>> BEGIN Records for the exercise

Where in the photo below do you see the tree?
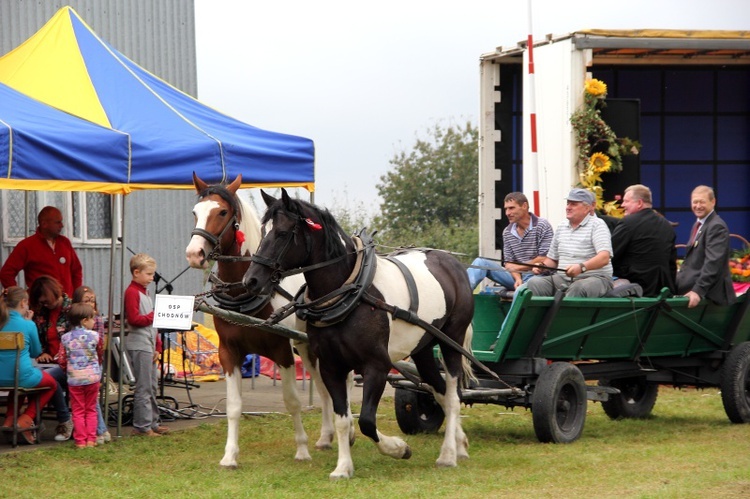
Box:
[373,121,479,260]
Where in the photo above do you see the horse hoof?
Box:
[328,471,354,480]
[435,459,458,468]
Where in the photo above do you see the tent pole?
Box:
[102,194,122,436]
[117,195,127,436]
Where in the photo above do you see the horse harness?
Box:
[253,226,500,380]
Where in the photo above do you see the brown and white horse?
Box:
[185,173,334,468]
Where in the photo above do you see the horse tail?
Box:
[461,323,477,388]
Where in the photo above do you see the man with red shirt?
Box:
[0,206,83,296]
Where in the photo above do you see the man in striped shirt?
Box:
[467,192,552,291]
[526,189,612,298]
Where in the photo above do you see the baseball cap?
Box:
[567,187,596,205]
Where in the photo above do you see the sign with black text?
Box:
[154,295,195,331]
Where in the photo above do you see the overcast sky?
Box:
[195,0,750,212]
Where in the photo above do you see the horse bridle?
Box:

>> END Records for the exercise

● What the task requires:
Update the records by replacing each "photo" with "image" and keeping everything else the same. Omit the pictures from your version.

● The answer:
Where in the image below do you see the tree?
Box:
[373,121,479,260]
Where in the image above do you see the horse hoof?
Box:
[328,471,354,480]
[435,459,458,468]
Where in the image above do you see the tent pole?
Box:
[102,194,122,436]
[117,195,127,436]
Where in the image above do you see the horse harness?
Box:
[253,226,500,380]
Where in the image above do you see the brown and white horse?
Box:
[185,173,334,468]
Where in the image above do you see the horse tail?
Box:
[461,323,477,388]
Where in the image above do you see the man with red shirt?
Box:
[0,206,83,296]
Where in the image above do you see the man in striped shirt?
Box:
[467,192,552,291]
[526,189,612,298]
Where in the image above do you see the baseball cap?
Box:
[567,187,596,205]
Where in the image above do you see the sign with black text?
Box:
[154,295,195,331]
Where in the image above do you see the overcast sky?
Box:
[195,0,750,212]
Where in the image above do you see the horse bridle?
Box:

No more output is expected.